**Problem set**:
- A) On what date did Bryan die in Iraq, according to the essay?
- B) Please copy the part of the essay that opens with "The Iraq war has" and closes with "our eyes watered.", swapping "football games" for "baseball games".

**Document section**:
- Posted December 14, 2011 by
This iReport is part of an assignment:
Stories from the Iraq war
A Purple Heart for Christmas by John Scripsick
I’m glad the United States is bringing America’s sons and daughters, our troops, home from Iraq before Christmas.
My son Bryan died in Iraq, in a town named Albu Hyatt, north of Bagdad, Sept. 6, 2007.
He and 3 others died, but 40 to 50 troops behind them lived.
A suicide bomber gunned a newer model truck, loaded with explosives, at them from a checkpoint less than one block in front of them.
I reenacted this event with my truck, and found Bryan had one and half seconds to react in this quick ambush.
The West Point graduate who designed this roadblock got a Bronze Star and then a job with a private contractor.
And I got Bryan’s Purple Heart for his service.
The Iraq war has only affected a few families personally, unless you count higher fuel prices and a larger national debt.
The ones closer to the war have had their lives changed forever.
Just like mine and Bryan’s friends, who put the fire out while others in America were attending football games.
Looking forward to Christmas I think of passed years, when we would play cards until late in the evening. Sometimes laughing until our eyes watered.
This upcoming Christmas, I thought about putting Bryan’s Purple Heart medal at his chair and deal out the cards. But I know it will not be the same,
It all began with him pledging allegiance to the flag and starting each sporting event with the Star Spangled Banner.
America was someone he trusted to always tell the truth.
He trusted our leaders as he trusted teachers and coaches to be on the right side of humanity.
Never did he think the people behind our flag would lie to him, burn his remains and throw his ashes into a landfill.
He was awarded a Purple Heart, but no answers to the Iraq war.
George Bush shrugged his shoulders and said “faulty intelligence, next question please.” Later I heard him say he wishes he had better intelligence at the time.
So, if George Bush wishes this, why not tell us who was responsible for this faulty intelligence, because each source would lead to a person’s name.
I know it’s awkward for our Justice Department to investigate the ones who appointed them, so this would relieve that pressure.
And heaven forbid, we don’t want to make this mistake again.
Maybe I should be happy with a Purple Heart medal here at Christmas, knowing we are free of Iraqi drones overhead. And not look at our rulers behind our flag.
But it’s hard not to when you lose a son.
John Scripsick is a rancher and farmer in Wayne, OK. His son Bryan was killed in the Iraq war on September 6, 2007.

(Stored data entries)
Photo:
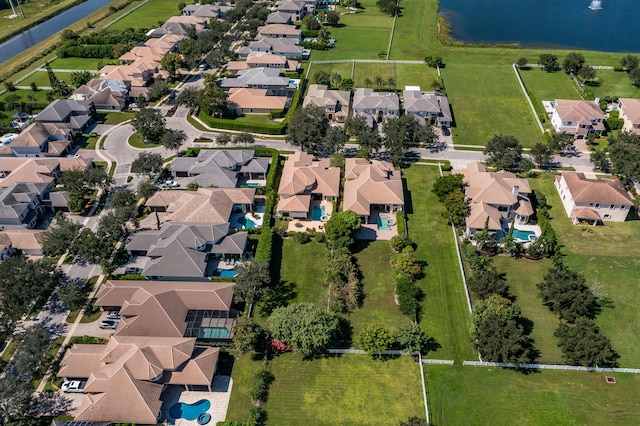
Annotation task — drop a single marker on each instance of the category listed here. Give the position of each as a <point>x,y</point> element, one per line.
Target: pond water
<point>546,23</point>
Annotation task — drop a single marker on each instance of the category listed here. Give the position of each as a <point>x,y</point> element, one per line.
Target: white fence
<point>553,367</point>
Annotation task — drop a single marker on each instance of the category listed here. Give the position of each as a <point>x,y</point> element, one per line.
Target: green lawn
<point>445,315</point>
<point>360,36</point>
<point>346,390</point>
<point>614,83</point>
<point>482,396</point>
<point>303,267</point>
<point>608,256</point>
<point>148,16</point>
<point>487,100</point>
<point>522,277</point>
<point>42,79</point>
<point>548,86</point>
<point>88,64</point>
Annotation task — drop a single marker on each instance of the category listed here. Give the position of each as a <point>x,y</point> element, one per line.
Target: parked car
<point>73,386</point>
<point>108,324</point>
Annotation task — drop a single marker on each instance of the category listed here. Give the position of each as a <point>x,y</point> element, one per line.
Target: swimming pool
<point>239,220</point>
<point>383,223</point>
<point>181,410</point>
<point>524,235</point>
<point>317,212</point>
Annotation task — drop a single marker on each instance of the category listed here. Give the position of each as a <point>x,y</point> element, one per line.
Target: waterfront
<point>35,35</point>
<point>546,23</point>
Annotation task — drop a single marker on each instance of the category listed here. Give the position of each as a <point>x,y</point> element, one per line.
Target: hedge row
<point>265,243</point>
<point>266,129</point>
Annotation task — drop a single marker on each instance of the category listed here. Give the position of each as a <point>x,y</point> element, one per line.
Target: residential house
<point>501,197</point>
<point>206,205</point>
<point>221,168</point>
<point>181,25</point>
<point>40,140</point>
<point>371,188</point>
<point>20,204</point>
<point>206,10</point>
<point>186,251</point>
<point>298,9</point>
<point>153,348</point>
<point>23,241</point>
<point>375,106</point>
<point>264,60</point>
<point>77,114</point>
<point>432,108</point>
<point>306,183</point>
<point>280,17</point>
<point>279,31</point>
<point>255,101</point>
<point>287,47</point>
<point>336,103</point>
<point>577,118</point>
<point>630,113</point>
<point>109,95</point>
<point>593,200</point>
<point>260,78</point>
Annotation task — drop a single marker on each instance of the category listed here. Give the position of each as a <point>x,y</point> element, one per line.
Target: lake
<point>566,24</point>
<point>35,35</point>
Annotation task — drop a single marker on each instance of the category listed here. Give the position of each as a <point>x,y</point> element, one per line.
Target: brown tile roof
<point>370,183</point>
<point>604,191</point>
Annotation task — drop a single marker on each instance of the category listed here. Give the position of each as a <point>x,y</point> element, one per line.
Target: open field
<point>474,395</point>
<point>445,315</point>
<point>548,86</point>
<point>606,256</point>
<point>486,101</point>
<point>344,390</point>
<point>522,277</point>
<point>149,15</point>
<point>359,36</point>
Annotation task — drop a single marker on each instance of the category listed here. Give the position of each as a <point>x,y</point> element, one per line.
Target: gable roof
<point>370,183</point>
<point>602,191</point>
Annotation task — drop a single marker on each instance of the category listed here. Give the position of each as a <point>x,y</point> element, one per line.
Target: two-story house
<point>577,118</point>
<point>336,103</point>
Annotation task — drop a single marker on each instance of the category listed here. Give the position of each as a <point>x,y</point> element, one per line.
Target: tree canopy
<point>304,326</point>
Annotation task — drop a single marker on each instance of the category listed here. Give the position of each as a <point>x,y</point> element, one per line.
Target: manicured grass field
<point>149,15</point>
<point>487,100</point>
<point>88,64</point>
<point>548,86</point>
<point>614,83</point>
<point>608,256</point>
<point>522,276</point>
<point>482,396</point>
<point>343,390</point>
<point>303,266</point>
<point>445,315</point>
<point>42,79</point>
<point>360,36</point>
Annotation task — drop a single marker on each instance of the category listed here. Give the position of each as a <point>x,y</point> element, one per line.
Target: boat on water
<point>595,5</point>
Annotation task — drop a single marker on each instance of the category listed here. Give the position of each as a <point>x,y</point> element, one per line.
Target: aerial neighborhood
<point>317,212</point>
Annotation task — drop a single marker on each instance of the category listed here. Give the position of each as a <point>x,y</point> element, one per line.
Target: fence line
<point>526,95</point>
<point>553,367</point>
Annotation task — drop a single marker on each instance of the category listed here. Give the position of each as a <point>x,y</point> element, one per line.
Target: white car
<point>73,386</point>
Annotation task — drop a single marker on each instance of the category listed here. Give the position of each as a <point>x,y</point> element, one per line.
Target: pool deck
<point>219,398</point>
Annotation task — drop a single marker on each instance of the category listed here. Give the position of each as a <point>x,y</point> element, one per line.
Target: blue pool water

**List of solutions**:
- A) September 6, 2007.

- B)
The Iraq war has only affected a few families personally, unless you count higher fuel prices and a larger national debt.
The ones closer to the war have had their lives changed forever.
Just like mine and Bryan’s friends, who put the fire out while others in America were attending baseball games.
Looking forward to Christmas I think of passed years, when we would play cards until late in the evening. Sometimes laughing until our eyes watered.